Excerpt to read section start

Too Much Breeding?

TooMuchBreeding“In the entire history of biology, every species that outgrows its resource base suffers a population crash—a crash sometimes fatal to the entire species.”  This is the voice of Alan Weisman writing in his book Countdown: Our Last Best Hope for a Future on Earth? (2013).

For example, the passenger pigeon went extinct in 1914 when its habitat and food supply could no longer sustain the species. “‘Was it possible,’ Weisman writes, ‘that my own species might also already be the living dead.’”

Weisman’s book brings back into awareness a warning sounded in 1968 by Paul and Anna Ehrlich’s Population Bomb. The Ehrlich’s prediction is no longer taken seriously because it didn’t happen as soon as they had predicted. The thesis deserves to be revisited in the context of P-A.

Are the Ehrlich’s being vindicated today albeit tardily? The next question—since the problem of overpopulation can show up in some parts of the world sooner than others—is: has the problem made its appearance yet? Another question we need to raise and this is the crucial one: is this problem of overpopulation on our planet a genuine problem or only a symptom of a deeper challenge for humanity?

Obviously, overpopulation is not the only problem facing community members of the global village. Many people express anxiety over what they see as an approaching “perfect storm.” “If we wanted to bring about the extinction of the human race as quickly as possible, how might we proceed? We could begin by destroying the planet’s atmosphere, making it incapable of supporting human life. We could invent bombs capable of obliterating the entire planet, and place them in the hands of those desperate enough to detonate them. We could bioengineer our main food sources—rice, wheat and corn—in such a way that a single disease could bring about a catastrophic famine. But the most effective measure, counterintuitive as it may be, would be to increase our numbers.”

Excerpt to read section end
Data records section start

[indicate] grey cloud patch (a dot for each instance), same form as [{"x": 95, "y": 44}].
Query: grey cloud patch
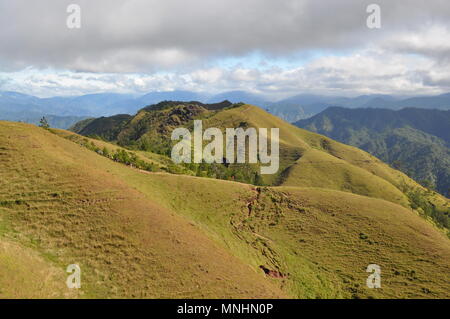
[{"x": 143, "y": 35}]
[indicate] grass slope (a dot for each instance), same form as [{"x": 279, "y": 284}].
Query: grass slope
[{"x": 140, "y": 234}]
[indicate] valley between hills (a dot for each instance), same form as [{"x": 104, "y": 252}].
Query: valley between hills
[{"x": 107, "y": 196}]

Data records section end
Data records section start

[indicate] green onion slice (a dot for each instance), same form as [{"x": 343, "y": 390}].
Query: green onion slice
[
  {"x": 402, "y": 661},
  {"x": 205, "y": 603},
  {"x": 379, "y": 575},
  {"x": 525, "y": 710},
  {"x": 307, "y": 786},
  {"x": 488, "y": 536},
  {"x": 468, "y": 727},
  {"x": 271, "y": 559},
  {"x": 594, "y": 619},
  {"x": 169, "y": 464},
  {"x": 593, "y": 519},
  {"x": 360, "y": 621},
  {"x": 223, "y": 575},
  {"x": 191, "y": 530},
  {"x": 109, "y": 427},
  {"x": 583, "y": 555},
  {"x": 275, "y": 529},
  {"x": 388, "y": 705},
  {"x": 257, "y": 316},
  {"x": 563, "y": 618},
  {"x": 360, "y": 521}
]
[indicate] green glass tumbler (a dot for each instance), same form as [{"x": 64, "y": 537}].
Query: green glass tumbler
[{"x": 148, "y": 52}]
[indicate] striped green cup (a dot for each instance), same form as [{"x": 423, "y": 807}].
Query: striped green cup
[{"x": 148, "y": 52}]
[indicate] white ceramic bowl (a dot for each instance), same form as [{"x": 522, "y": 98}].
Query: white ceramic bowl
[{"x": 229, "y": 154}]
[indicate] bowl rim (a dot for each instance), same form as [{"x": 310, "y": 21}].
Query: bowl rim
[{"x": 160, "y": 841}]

Data records section end
Data records section start

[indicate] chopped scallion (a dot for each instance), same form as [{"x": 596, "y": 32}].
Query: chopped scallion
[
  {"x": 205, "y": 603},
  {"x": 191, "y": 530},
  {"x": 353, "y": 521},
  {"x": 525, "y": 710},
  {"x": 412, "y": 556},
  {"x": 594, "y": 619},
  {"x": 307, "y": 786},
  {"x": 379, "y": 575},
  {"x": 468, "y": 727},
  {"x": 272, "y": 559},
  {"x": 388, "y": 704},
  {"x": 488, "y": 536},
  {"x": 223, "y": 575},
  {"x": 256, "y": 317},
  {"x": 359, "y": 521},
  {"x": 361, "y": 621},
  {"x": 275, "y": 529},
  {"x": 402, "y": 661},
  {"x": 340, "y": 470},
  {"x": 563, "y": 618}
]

Data records section end

Prompt 1
From the overpopulation piece, print the part that opens with the words containing "Weisman’s book brings" and closes with "challenge for humanity?".
Prompt 2
Put this sentence from the overpopulation piece into Spanish: "Obviously, overpopulation is not the only problem facing community members of the global village."

Expected output 1
Weisman’s book brings back into awareness a warning sounded in 1968 by Paul and Anna Ehrlich’s Population Bomb. The Ehrlich’s prediction is no longer taken seriously because it didn’t happen as soon as they had predicted. The thesis deserves to be revisited in the context of P-A.

Are the Ehrlich’s being vindicated today albeit tardily? The next question—since the problem of overpopulation can show up in some parts of the world sooner than others—is: has the problem made its appearance yet? Another question we need to raise and this is the crucial one: is this problem of overpopulation on our planet a genuine problem or only a symptom of a deeper challenge for humanity?

Expected output 2
Obviamente, la sobrepoblación no es el único problema al que se enfrentan los miembros de la comunidad de la aldea global.